** EXCERTO DO DOCUMENTO **
↓↓↓

O próprio título revela duas intenções: a de recorrer às propostas formuladas pelo papa Francisco nos seus diversos escritos (encíclicas, como Laudato Sì e Fratelli Tutti, mas também outras mensagens como as exortações apostólicas que traduzem dimensões de reflexão sobre as diversos realidades da condição humana); e a de elaborar as ideias de Francisco em torno de um conjunto de temas aglutinadores do essencial da suas propostas. Este glossário está elaborado em torno de conceitos centrais da linguagem utilizada nos tratados de economia bem como na linguagem técnica e jornalística sobre estas matérias, tais como riqueza, ambiente, trabalho, inovação, pobreza, lucro, propriedade, sustentabilidade.
Os conceitos objeto de reflexão figuram através de paradigmas diferenciados. 1- O paradigma do olhar bíblico e evangélico, nas dimensões fundamentais e ético/morais, tais como ágape, comunidade, igualdade/desigualdade, confiança, justiça, fraternidade, pessoa, relação, riqueza/pobreza, responsabilidade, valor ou vocação; 2 – O paradigma estritamente económico, em conceitos tais como capitalismo, finança, empreendedorismo, trabalho, lucro, propriedade, sustentabilidade, tecnologia; 3 – O paradigma das características ambientais e de desenvolvimento, tais como ambiente, inclusividade, mutualidade, responsabilidade, recursos, valor… No total, apresentam-se 33 termos do glossário, que apresentam as análises e reflexões dos diversos especialistas.

↑↑↑

** INSTRUÇÕES **
1) Reescreva os registos começando na linha que contém "Would you kindly point to the blue" e terminando na linha que contém "<point>604,255</point>", com ambas incluídas. Troque "in background" por "in the background" e mantenha tudo o resto igual.
2) Prossiga, por favor, o excerto sobre o glossário inspirado nas propostas do papa Francisco, escrevendo a partir da última frase apresentada.
O excerto e os registos provêm de fontes diferentes.

** Registos de um conjunto de anotação de pontos **
↓↓↓

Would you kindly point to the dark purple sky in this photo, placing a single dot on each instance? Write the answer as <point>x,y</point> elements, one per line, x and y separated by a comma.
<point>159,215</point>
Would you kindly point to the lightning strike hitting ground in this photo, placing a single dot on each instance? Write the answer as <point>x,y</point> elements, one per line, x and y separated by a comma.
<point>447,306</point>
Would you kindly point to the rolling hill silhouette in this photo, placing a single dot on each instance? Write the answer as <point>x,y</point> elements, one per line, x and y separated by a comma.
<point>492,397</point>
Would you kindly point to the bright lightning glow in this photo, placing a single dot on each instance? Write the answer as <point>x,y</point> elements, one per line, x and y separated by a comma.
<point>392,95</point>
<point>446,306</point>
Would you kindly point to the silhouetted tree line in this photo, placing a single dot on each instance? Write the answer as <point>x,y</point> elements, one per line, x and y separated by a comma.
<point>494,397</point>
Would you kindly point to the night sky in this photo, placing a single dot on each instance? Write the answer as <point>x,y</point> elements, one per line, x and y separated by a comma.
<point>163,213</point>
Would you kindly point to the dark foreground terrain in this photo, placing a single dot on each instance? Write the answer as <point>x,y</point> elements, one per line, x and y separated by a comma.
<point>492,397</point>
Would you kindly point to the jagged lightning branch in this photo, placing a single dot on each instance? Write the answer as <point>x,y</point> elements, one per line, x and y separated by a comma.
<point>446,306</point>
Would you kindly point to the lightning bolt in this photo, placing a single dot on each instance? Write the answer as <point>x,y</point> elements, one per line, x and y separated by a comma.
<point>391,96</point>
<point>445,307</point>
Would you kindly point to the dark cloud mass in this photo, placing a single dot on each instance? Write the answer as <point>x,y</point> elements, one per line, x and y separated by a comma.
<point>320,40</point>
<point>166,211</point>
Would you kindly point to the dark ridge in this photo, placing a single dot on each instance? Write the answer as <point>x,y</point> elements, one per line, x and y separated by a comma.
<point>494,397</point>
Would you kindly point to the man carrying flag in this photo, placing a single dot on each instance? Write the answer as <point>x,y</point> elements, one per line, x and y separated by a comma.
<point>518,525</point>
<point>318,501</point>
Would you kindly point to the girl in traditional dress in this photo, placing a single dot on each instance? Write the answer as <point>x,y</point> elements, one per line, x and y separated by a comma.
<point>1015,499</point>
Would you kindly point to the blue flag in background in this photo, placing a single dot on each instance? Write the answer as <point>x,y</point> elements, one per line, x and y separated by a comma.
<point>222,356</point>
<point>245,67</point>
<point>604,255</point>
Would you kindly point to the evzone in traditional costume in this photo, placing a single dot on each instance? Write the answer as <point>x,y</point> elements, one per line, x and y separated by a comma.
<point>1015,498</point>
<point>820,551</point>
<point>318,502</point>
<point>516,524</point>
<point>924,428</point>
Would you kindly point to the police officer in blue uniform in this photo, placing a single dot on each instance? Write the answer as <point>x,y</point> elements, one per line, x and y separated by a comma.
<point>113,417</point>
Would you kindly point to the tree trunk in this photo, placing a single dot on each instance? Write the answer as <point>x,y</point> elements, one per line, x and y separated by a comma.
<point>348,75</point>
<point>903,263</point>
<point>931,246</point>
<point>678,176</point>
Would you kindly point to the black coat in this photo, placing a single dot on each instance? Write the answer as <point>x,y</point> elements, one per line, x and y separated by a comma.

↑↑↑

** RESPOSTAS DO EXERCÍCIO **
1)
Would you kindly point to the blue flag in the background in this photo, placing a single dot on each instance? Write the answer as <point>x,y</point> elements, one per line, x and y separated by a comma.
<point>222,356</point>
<point>245,67</point>
<point>604,255</point>

2)
Economia de Francisco
O conceito “Economia de Francisco” terá certamente origem nos documentos publicados a partir da encíclica Laudato Sì (2015), nomeadamente nas propostas de um relacionamento e diálogo entre o meio ambiente, a ecologia e a política internacional, e na formulação “Política e economia em diálogo para a plenitude humana” (n.189 e seg.). No entanto a ideia mais próxima nasce de um projeto de um “movimento internacional de jovens economistas, empreendedores e change makers de todo o mundo num processo de diálogo inclusivo e de mudança global jovem e vibrante para uma nova economia” (p.21). E a ideia nasce também da sugestão buscada no próprio Francisco de Assis de “reparar a minha casa”, lembrando os autores que a palavra e a noção de economia tem nas suas raízes a noção de “oikos”, a casa comum.
Salienta o prefácio dos organizadores que este livro, nos seus conceitos técnicos e na sua linguagem, “está pensado para um público amplo e não apenas para especialistas das ciências económicas” (p.27).
Convém, no entanto, lembrar que os problemas e propostas de uma economia baseada nos conceitos de bem comum, de justiça social, da orientação das forças produtivas em ordem ao bem comum, constituem polos permanentes da análise e de propostas da Doutrina Social da Igreja de sempre, mas sobretudo a partir da Rerum Novarum (1891) de Leão XIII, da Quadragesimo Anno de Pio XI (1931) das diversas mensagens de Pio XII ou da Constituição do Concílio Vaticano II sobre a Igreja no Mundo Atual, em que todo um capítulo é dedicado aos valores da economia, salientando nomeadamente o desenvolvimento económico posto ao serviço do homem, ou as propostas para diminuição das desigualdades económico-sociais. Destes princípios se elaborou a Doutrina Social da Igreja, condensada em muitos textos, tratados e sistematizações, como se pode consultar por exemplo no Compêndio da Doutrina Social da Igreja, disponível, disponível na página da Agência Ecclesia.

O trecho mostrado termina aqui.